Florence Pugh and Andrew Garfield on living through 'We Live in Time'
As two of the most in-demand actors of their generation, Florence Pugh and Andrew Garfield have transformed themselves into all kinds of roles
TORONTO (AP) — In “We Live in Time,” Florence Pugh and Andrew Garfield act an entire life of a relationship — a gamut of dating, falling in love, having a child and reckoning with cancer. So when Garfield recently went on a six-day retreat in the woods without his phone, one of his first texts was to his co-star.
“I came out and I sent Florence a message. I just felt compelled,” Garfield says. “When you reconnect with yourself, you reconnect with a bunch of stuff that matters to you. And I was just like, man, I haven’t let Florence know for a few months how much this film and this time with her meant to me.”

○ ○ ○ ○ ○ ○ ○

Task details:
Continue the article on Florence Pugh and Andrew Garfield from the point where it stops.

(Dataset records)

○ ○ ○ ○ ○ ○ ○

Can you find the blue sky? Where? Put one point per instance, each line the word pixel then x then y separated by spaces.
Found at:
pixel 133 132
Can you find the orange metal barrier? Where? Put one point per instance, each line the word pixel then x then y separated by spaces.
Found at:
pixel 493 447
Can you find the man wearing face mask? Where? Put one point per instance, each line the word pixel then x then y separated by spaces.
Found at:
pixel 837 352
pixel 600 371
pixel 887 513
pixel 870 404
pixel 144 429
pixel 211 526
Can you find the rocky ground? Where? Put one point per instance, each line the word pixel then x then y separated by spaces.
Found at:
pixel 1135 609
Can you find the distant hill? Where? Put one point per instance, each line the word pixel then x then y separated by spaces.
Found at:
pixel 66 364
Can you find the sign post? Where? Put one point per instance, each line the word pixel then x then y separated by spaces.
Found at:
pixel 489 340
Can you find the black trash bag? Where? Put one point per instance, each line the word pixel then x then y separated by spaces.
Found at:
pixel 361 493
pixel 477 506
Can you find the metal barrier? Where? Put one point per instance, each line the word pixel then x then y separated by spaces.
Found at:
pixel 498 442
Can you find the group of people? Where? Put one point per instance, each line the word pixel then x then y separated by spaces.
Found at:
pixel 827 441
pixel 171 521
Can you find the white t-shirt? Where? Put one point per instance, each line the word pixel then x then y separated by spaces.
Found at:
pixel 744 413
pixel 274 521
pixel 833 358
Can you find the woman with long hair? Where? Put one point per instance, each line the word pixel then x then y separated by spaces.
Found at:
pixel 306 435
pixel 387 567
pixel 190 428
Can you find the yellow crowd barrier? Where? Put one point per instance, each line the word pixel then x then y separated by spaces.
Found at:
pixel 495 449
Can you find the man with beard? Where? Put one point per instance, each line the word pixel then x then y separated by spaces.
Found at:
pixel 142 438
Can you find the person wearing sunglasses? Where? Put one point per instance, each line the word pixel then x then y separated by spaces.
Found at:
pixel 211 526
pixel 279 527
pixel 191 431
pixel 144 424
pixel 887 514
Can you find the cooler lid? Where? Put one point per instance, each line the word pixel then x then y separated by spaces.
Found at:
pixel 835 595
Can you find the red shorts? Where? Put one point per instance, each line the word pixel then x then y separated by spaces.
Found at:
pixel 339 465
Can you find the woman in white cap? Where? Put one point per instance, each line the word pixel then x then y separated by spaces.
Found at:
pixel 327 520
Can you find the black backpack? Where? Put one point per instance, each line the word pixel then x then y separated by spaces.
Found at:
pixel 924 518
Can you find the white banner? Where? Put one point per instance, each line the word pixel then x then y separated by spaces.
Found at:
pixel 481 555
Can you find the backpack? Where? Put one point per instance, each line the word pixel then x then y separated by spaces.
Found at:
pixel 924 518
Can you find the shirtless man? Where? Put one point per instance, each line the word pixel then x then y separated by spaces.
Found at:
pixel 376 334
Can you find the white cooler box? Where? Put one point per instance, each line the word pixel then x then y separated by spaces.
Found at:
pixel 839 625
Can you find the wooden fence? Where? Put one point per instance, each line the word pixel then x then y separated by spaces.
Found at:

○ ○ ○ ○ ○ ○ ○

Reply:
“We Live in Time,” directed by John Crowley ( “Brooklyn,” “The Goldfinch”) and penned by playwright Nick Payne, is the kind of movie that provokes an emotional response, including for its two stars. In playing their characters, Almut and Tobias, across a decade of time, “We Live in Time” poignantly condenses, and remixes into a non-linear narrative, a wide spectrum of life. Right alongside each other are sex and heartbreak, stolen moments and life-changing ones, birth and death.
It was enough to go through together as actors that Pugh and Garfield, when they spoke the morning of the film’s premiere at the Toronto International Film Festival last month, were still mourning it.